§ **Extract to read**
·····

Prince Harry has called for a ban on Fortnite, saying the survival game beloved by teenagers around the world, was "created to addict".
His words add to a growing debate among health workers, governments and lobby groups about whether gaming can be harmful to health.
The remarks come just before the Gaming Bafta Awards, one of the biggest nights in the UK's gaming calendar, which take place in London on Thursday evening.
But is he right?
What did Prince Harry say?
At an event at a YMCA in west London, the Duke of Sussex launched a scathing attack on social media and gaming.
Of Fortnite, he said: "That game shouldn't be allowed. Where is the benefit of having it in your household?
"It's created to addict, an addiction to keep you in front of a computer for as long as possible. It's so irresponsible.
"It's like waiting for the damage to be done and kids turning up on your doorsteps and families being broken down."
He added that social media was "more addictive than alcohol and drugs".
What is Fortnite?
The game has become a global phenomenon and the aim is simple - survive for as long as possible. Each match has a total of 99 other players with the same goals and lasts around 20 minutes, depending on how successful you are.
It has 200 million registered players worldwide and is free to download, but players can spend money on in-game purchases.
Players can play alone, as part of a four-person squad or a 20-member team, either with friends or people they do not know.
What do doctors think?
Earlier this month, a GP told an 11-year-old boy that he was "prescribing" a two-week ban from computer games such as Fortnite and Minecraft.
Dr Amir Khan said that he was concerned about the impact gaming was having on the boy's life.
It was a light-hearted attempt to draw attention to a serious issue but, anecdotally, more doctors are seeing links between gaming and effects on both the physical and mental health of young people.

·····

§ **Input**
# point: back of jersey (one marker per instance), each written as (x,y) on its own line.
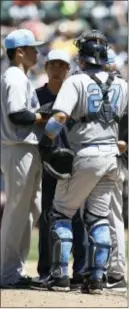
(89,101)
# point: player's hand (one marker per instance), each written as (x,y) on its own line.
(40,118)
(122,145)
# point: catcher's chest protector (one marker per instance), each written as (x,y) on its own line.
(103,110)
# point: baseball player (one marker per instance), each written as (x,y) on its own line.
(96,100)
(21,128)
(57,67)
(116,270)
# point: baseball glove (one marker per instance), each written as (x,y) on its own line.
(57,161)
(46,110)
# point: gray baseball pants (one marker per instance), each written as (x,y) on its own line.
(21,167)
(116,267)
(94,177)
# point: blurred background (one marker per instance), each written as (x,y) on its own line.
(58,23)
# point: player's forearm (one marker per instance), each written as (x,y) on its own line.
(55,125)
(25,118)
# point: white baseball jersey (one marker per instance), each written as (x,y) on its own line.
(17,95)
(79,93)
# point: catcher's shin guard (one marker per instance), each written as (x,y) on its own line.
(99,246)
(61,245)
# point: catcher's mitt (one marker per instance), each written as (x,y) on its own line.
(57,161)
(46,110)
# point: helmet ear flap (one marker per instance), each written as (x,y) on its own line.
(92,47)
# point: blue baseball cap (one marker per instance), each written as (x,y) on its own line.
(111,56)
(58,54)
(20,38)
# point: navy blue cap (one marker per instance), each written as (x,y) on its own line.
(58,54)
(20,38)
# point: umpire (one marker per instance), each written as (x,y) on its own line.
(57,68)
(95,100)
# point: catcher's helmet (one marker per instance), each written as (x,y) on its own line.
(92,45)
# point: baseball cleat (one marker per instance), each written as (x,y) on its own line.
(59,284)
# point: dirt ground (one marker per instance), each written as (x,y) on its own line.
(43,299)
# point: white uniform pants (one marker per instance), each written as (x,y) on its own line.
(22,171)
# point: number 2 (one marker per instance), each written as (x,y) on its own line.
(95,97)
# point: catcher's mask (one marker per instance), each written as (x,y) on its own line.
(92,47)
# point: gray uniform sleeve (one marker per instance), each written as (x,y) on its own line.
(16,95)
(67,97)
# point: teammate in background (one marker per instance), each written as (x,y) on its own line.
(96,166)
(21,128)
(57,68)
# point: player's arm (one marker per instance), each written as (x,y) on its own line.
(25,118)
(65,102)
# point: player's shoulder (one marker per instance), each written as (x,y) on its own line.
(14,74)
(76,79)
(121,81)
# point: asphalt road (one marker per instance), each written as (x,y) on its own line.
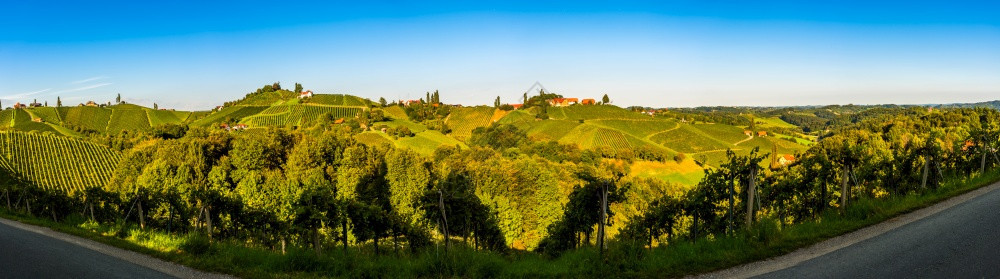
(959,242)
(25,254)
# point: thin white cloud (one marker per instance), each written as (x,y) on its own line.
(88,79)
(88,87)
(25,94)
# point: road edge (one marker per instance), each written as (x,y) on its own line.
(165,267)
(836,243)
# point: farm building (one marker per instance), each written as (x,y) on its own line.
(786,159)
(563,102)
(968,144)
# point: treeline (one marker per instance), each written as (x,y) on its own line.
(318,187)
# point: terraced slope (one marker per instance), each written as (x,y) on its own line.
(160,117)
(23,122)
(266,98)
(577,112)
(7,118)
(58,163)
(127,119)
(91,118)
(230,112)
(689,140)
(463,120)
(427,141)
(283,115)
(395,112)
(48,114)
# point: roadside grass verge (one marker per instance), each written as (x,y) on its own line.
(767,238)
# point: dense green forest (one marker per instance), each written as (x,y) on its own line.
(506,187)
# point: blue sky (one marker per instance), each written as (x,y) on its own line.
(191,55)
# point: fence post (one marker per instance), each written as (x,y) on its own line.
(844,188)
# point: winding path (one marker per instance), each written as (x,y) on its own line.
(28,251)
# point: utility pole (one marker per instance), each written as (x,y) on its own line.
(604,214)
(927,164)
(844,191)
(732,205)
(444,218)
(751,191)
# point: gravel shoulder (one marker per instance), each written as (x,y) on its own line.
(39,252)
(803,255)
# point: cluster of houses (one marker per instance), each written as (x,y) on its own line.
(565,102)
(562,102)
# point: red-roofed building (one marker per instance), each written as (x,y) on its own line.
(786,159)
(563,102)
(968,144)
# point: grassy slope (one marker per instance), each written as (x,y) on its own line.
(128,119)
(93,118)
(681,258)
(463,120)
(425,142)
(235,112)
(58,162)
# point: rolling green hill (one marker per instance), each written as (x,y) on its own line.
(54,162)
(230,112)
(463,120)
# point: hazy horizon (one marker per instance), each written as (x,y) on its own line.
(194,56)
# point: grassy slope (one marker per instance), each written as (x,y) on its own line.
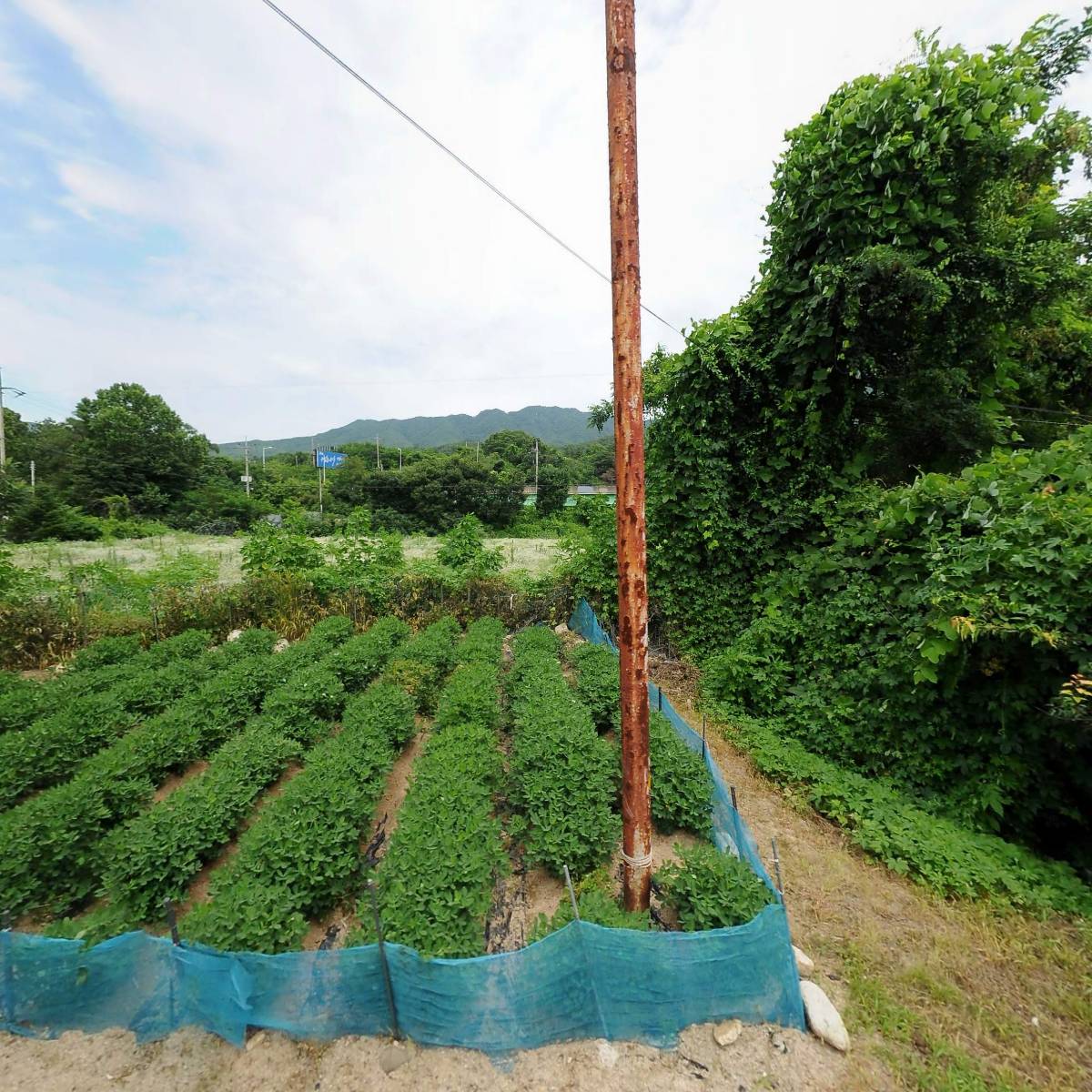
(938,995)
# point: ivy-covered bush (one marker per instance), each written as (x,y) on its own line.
(931,637)
(935,852)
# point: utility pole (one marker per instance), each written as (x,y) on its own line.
(4,441)
(629,456)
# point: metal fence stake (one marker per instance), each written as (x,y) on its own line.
(572,895)
(396,1031)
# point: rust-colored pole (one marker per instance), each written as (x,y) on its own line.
(629,456)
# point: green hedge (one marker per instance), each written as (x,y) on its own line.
(53,746)
(157,854)
(50,844)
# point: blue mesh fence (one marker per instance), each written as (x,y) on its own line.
(582,982)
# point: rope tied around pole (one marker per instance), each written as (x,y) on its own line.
(642,862)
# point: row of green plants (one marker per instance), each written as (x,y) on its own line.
(301,855)
(44,622)
(157,854)
(938,853)
(49,749)
(101,665)
(50,844)
(563,776)
(682,789)
(437,878)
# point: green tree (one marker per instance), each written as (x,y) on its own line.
(920,267)
(131,442)
(552,490)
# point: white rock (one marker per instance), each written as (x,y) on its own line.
(393,1057)
(804,966)
(727,1032)
(823,1016)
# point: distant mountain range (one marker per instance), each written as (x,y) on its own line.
(554,425)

·····

§ **Exercise 1**
Write out the rows word for word, starting with the line that contains "# point: white rock" and going on through the last line of the rows.
§ **Exercise 2**
Extend the article on Prince Harry's criticism of Fortnite, picking up after its final sentence.

§ **Result 1**
# point: white rock (one marker per instance), each written as (x,y) on its own line.
(393,1057)
(804,966)
(727,1032)
(823,1016)
# point: distant mountain range (one marker per instance), each written as (x,y) on its own line.
(554,425)

§ **Result 2**
And it is not only youngsters who are affected. Research shows that 200 divorces in the UK from January to September 2018 mentioned addiction to Fortnite and other online games as one of the reasons for relationship breakdown.
However, Scottish university researcher Andrew Reid said he thought that the game was not "addictive" and suggested that using the term could stigmatise regular video game players. He added that some research showed "positive characteristics of play".
What do the gamers say about addiction?
There are plenty of gamers who play for long periods of time and say it has no impact on their wider social lives or health.
But some have had enough.
Matus Mikus joined Game Quitters, an online forum made up of thousands of people who have turned their backs on games, after his relationship broke down because he was spending too much time gaming.
James Good is a self-confessed gaming addict, once spending 32 hours playing without a break. The problem led to him falling behind at university.
"My grades were slipping as a result of playing too many games. I didn't eat, sleep or leave my room. I escaped my problems via games," he recently told a group of MPs.
And he said the effect of playing was triggering physical responses.
"Games fire up response systems in your brain and other things don't bring you as much joy," he told the MPs.
"I was thinking, 'Why would I spend time with my friends when I can play video games?'.
"It felt good to get points, trophies, beat people. It fuelled my competitiveness - but I realised I wasn't truly happy."
James admits he became depressed, but stopped short of saying that gaming was the root cause.
He added that gaming as a teenager was not a problem, because he combined it with an active life, playing sports and going to Scouts, and his parents helped him manage his time.
Being without parental guidance at university appears to be the trigger that turned his gaming from a much-loved activity to an obsession.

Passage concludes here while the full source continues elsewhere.